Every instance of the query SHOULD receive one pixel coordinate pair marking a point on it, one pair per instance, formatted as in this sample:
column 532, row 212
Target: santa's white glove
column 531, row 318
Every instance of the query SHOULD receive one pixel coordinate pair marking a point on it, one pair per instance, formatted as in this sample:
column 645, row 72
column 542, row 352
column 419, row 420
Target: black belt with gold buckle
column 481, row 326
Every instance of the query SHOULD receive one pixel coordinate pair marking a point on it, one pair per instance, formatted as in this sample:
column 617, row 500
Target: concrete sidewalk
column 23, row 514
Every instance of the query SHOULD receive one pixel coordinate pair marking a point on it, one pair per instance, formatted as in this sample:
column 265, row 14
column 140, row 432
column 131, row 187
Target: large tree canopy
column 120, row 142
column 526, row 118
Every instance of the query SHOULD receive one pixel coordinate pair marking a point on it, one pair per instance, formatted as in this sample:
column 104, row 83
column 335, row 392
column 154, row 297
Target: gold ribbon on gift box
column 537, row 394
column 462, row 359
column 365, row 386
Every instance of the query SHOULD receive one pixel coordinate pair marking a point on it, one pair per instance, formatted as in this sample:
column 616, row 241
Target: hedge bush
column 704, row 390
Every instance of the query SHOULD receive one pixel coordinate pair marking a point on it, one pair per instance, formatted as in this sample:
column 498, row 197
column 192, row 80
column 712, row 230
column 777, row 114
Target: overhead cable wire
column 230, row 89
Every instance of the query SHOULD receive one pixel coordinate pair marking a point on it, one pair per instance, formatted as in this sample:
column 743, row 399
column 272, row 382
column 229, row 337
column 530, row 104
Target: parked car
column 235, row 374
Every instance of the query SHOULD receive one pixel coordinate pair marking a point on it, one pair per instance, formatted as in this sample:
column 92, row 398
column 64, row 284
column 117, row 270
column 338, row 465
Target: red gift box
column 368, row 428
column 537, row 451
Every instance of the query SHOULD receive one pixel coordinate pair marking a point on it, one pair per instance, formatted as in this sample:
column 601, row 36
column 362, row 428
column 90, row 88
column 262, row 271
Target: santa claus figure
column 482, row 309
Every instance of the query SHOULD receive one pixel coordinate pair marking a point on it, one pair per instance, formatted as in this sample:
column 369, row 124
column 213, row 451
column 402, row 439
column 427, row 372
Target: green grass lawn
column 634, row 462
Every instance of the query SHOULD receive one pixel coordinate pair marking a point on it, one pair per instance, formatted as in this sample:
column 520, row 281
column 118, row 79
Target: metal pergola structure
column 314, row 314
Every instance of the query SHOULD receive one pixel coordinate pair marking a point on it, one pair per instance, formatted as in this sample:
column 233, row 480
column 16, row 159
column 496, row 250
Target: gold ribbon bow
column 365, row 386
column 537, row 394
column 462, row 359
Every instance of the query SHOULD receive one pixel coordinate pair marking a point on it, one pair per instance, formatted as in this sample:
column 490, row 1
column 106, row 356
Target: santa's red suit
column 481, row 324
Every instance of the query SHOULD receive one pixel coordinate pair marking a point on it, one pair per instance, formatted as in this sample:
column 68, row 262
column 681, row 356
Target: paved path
════
WHAT THIS TASK INVOLVES:
Extract the full listing above without altering anything.

TASK SOLUTION:
Every instance of the query SHOULD receive one pixel coordinate pair marking a point on it, one pair per instance, formatted as in this sample:
column 532, row 212
Target: santa's white glove
column 531, row 318
Every instance of the query SHOULD receive one pixel coordinate pair marking a point on it, one pair per instance, formatted as in this sample:
column 645, row 72
column 542, row 352
column 419, row 420
Target: black belt with gold buckle
column 481, row 326
Every instance of the query SHOULD receive one pixel coordinate pair marking a point on it, one pair per instance, formatted as in this sample:
column 617, row 500
Target: concrete sidewalk
column 23, row 514
Every instance of the query SHOULD receive one pixel coordinate pair marking a point on it, one pair per instance, formatted as in this sample:
column 265, row 14
column 140, row 432
column 131, row 187
Target: large tree canopy
column 120, row 142
column 526, row 118
Every instance of the query SHOULD receive one pixel coordinate pair marking a point on it, one pair per instance, formatted as in this sample:
column 104, row 83
column 335, row 392
column 154, row 297
Target: gold ribbon on gift box
column 537, row 394
column 462, row 359
column 365, row 386
Every instance of the query SHOULD receive one pixel coordinate pair marking a point on it, one pair per instance, formatted as in this sample:
column 616, row 241
Target: hedge bush
column 704, row 390
Every instance of the query SHOULD receive one pixel coordinate pair marking a point on it, one pair per instance, formatted as in this sample:
column 498, row 197
column 192, row 80
column 712, row 230
column 777, row 114
Target: overhead cable wire
column 230, row 89
Every instance of the query SHOULD receive one pixel coordinate pair marking a point on it, one pair per instance, formatted as in this sample:
column 743, row 399
column 272, row 382
column 229, row 337
column 530, row 104
Target: parked car
column 235, row 374
Every instance of the query SHOULD receive one pixel coordinate pair marking a point on it, one pair per instance, formatted as in this sample:
column 92, row 398
column 64, row 284
column 117, row 270
column 338, row 465
Target: red gift box
column 368, row 428
column 537, row 451
Every instance of the query SHOULD receive one pixel coordinate pair marking a point on it, one pair per instance, formatted as in this sample:
column 601, row 36
column 362, row 428
column 90, row 88
column 262, row 271
Target: santa claus figure
column 482, row 309
Every instance of the query SHOULD receive one pixel coordinate pair marking a point on it, one pair per instance, formatted as in this sample:
column 369, row 124
column 213, row 451
column 402, row 439
column 427, row 372
Target: green grass lawn
column 634, row 462
Every instance of the query SHOULD receive one pixel coordinate pair marking a point on it, one pair per instance, formatted as in this sample:
column 520, row 281
column 118, row 79
Target: metal pergola structure
column 314, row 314
Every instance of the query SHOULD receive one pixel coordinate pair marking a point on it, one pair per instance, formatted as in this sample:
column 233, row 480
column 16, row 159
column 496, row 250
Target: gold ribbon bow
column 365, row 386
column 537, row 394
column 462, row 359
Every instance of the query SHOULD receive one pixel coordinate pair marking a point on it, one pair per instance, formatted as in this sample:
column 490, row 1
column 106, row 356
Target: santa's red suit
column 481, row 324
Every instance of the query SHOULD receive one pixel coordinate pair marking a point on it, one pair per instance, formatted as in this sample:
column 68, row 262
column 681, row 356
Target: paved path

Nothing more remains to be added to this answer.